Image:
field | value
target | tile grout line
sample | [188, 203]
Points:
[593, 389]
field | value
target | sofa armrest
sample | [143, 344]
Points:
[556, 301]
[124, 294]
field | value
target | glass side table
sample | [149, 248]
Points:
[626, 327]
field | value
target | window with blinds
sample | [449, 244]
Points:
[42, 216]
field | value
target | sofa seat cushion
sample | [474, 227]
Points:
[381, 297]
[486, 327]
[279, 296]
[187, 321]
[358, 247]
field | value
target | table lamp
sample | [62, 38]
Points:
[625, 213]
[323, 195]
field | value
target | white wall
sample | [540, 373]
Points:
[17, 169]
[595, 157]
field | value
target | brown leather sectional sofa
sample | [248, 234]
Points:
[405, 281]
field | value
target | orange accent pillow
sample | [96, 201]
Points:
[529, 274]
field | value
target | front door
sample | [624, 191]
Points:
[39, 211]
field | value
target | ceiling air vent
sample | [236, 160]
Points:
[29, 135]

....................

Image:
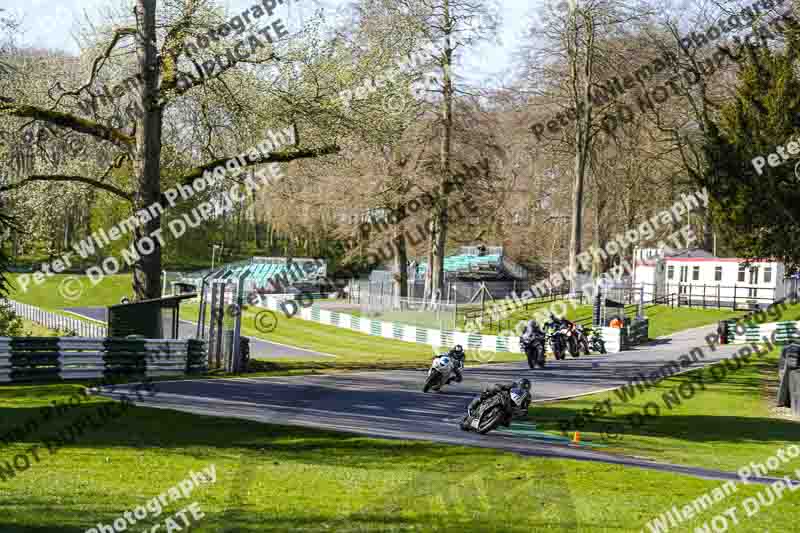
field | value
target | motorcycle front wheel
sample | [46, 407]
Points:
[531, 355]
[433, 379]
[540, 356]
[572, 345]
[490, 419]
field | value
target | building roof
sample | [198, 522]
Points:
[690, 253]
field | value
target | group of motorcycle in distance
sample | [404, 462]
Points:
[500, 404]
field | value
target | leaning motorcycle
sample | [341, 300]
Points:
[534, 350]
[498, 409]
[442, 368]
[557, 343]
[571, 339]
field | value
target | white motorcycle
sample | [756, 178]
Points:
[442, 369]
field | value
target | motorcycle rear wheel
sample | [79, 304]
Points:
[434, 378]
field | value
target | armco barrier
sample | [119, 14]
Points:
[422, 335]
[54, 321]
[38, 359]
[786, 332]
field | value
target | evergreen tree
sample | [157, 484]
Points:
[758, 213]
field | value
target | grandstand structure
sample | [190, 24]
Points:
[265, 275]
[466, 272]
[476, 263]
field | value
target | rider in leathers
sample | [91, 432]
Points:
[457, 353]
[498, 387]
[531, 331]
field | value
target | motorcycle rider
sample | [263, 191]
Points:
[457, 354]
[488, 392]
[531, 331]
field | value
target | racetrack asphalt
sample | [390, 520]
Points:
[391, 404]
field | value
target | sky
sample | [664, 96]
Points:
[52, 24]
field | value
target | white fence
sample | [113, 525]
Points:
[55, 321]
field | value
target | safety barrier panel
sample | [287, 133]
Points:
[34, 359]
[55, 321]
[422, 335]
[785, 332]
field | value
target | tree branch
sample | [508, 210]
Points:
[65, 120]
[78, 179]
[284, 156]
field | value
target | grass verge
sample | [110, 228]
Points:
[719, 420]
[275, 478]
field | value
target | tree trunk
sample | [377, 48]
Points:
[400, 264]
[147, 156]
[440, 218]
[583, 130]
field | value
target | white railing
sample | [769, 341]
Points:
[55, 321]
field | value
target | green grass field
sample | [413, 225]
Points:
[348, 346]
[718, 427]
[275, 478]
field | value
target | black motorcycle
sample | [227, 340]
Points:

....................

* _TASK ITEM_
The lines sought are those in the data above that include the string "rider"; copy each one.

* _FINISHED TASK_
target | rider in leathers
target | motorcycle rider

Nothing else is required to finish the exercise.